Vorliegender Text:
Bücher, Bilder, Kritzeleien. Und die Menschen dazu.

26. 3. 2017 - 13:10

Diagonale und noch kein Plan? Hier lang!

Am Dienstag beginnt die 20. Diagonale in Graz. Ihr wisst noch nicht was ihr euch anschauen sollt? Wir haben Festival-Empfehlungen!

Oh-oh! Rote Punkte am Spielplan! Die zeigen an, welche Vorführugnen schon ausverkauft sind. Aber das soll einen nicht weiter irritieren. Die Diagonale hat sich vom Cineasten- zum Enthusiastenfestival entwickelt, sagt das Intendantenduo Sebastian Höglinger und Peter Schernhuber. Kommenden Dienstag eröffnet das Festival des österreichischen Films zum zwanzigsten Mal in Graz. Eine Stunde vor Vorstellungsbeginn direkt in den Kinofoyers tut sich meist noch eine Chance auf Tickets auf. Hier kommen die Empfehlungen aus der FM4-Filmredaktion.

"1000 Takte Film" - empfohlen von Martin Pieper

Der Diagonale Schwerpunkt "1000 Takte Film" zeigt bewegte und bewegende Bilder, die von österreichischer Popmusik in den letzten 50 Jahren gemacht wurden. Viele vergessene und verlorene Filmschätze aus den ORF- und Filmarchiven, kuratiert von Film- und Trashaktivist Paul Poet oder Robert Rotifer sind da zu sehen. Hansi Lang, Rainhard Fendrich oder Chuzpe sind die Protagonisten der Schau.

Apropos Chuzpe, deren Album "1000 Takte Tanz" war Namensgeber der Reihe und just diese Platte spielt eine kleine Rolle in "Neon Mix", einer Frühachtziger TV-Produktion von Günther Brödl. Hauptdarsteller Wilfried (Ziwuiziwui, Highdelbeeren) stolpert da als Werbefuzzi durch eine halbfiktive Wiener New Wave Szene. Zwischen konsumkritischer Satire und unfreiwillig komischer 80er-Jahre-Fernsehspielästhetik bleibt da kein Auge trocken. Vorher und nachher hilft ein Cocktail (eventuell ein „Kaptagon Zitron“ aus dem Film "Malaria"?) bei der Verarbeitung dieser Petitesse aus dem Giftschrank des Fernseharchivs.

Frau mit einer Skibrille - Filmstill aus "Neon-Mix"

Filmarchiv Austria

Wie das alles einmal ausgesehen hat! "Neon Mix" aus dem Special "1000 Takte Film"

Gespeichertes Material:
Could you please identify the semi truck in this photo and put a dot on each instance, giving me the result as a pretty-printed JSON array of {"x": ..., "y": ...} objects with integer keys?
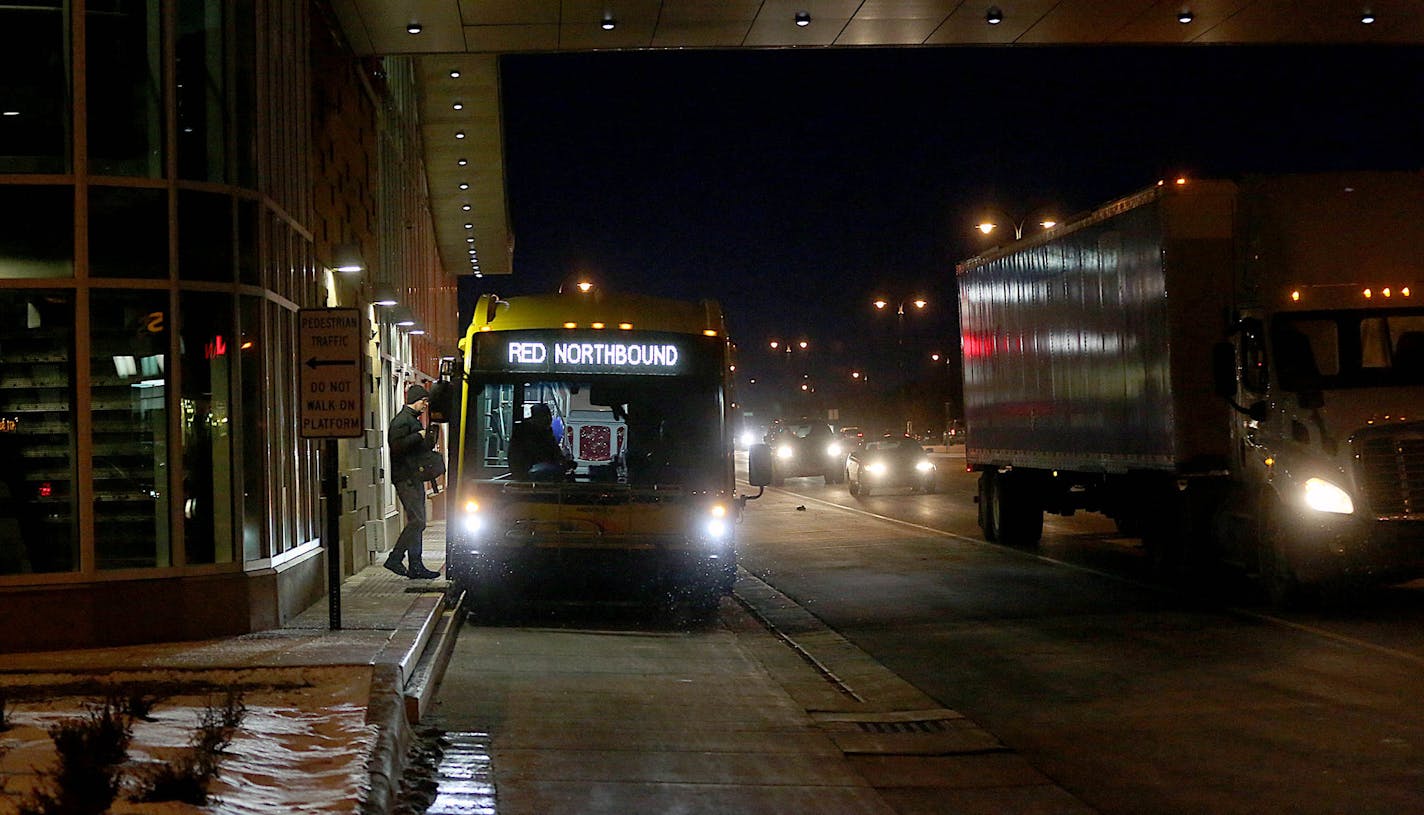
[
  {"x": 1231, "y": 369},
  {"x": 642, "y": 506}
]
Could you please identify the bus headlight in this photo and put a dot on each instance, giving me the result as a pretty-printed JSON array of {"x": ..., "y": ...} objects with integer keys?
[
  {"x": 470, "y": 519},
  {"x": 1323, "y": 496}
]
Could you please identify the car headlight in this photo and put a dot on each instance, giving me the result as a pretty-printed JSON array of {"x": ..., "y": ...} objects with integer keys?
[
  {"x": 1323, "y": 496},
  {"x": 470, "y": 519}
]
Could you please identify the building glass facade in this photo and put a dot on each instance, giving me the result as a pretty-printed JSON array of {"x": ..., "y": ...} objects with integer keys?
[{"x": 168, "y": 207}]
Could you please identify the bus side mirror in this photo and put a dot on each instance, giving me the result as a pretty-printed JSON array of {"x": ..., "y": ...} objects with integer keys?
[
  {"x": 759, "y": 465},
  {"x": 442, "y": 401}
]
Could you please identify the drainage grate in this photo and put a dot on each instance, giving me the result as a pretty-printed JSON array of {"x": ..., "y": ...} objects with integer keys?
[{"x": 929, "y": 725}]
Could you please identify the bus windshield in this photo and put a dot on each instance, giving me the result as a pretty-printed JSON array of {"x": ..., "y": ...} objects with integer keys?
[{"x": 638, "y": 431}]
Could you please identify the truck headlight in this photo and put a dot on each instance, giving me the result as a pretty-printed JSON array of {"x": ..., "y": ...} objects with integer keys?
[
  {"x": 1323, "y": 496},
  {"x": 716, "y": 523}
]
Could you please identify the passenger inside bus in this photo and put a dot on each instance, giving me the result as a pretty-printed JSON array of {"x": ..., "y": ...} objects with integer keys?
[{"x": 534, "y": 455}]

Auftrag 1:
Wer bildet laut dem Text über die Diagonale das Intendantenduo des Festivals?
Auftrag 2:
Fasse den Absatz, der mit „Der Diagonale Schwerpunkt“ beginnt, aus dem Text über die Diagonale als Liste zusammen und behalte die wichtigsten Fakten bei.
Auftrag 3:
Schreibe den Text über die Diagonale im Anschluss an seinen letzten Satz weiter.
Das Material spielt hierfür keine Rolle.

Endergebnis 1:
Sebastian Höglinger und Peter Schernhuber.

Endergebnis 2:
- Schwerpunkt „1000 Takte Film“: bewegte und bewegende Bilder zu österreichischer Popmusik aus den letzten 50 Jahren
- Zu sehen: viele vergessene und verlorene Filmschätze aus den ORF- und Filmarchiven
- Kuratiert von Film- und Trashaktivist Paul Poet oder Robert Rotifer
- Protagonisten: Hansi Lang, Rainhard Fendrich, Chuzpe

Endergebnis 3:
Ein Sprung in das Jahr 1993 und man landet bei der Dokumentation "The Bands" von Egon Huemer. Indie-Rockbands wie die Occicdental Blue Harmony Lovers (mit Standard-Musikkritiker Christian Schachinger), Fetish 69 (mit FM4 House of Pain Host Christian Fuchs) oder die Metal-Legende Pungent Stench werden da im tristen schwarz-grau-weißen Licht eines Wiener Winters gefilmt. Gelacht wird nicht viel, das Leben und die Musik ist hart genug. "The Bands" ist ein rares filmisches Dokument einer sterbenden Wiener Indie-Szene, die außer Chelsea, Blue Box und Szene Wien ja "nix ghabt hat" damals und von der elektronischen Musik (Techno/House/HipHop) bald überrollt oder absorbiert wurde.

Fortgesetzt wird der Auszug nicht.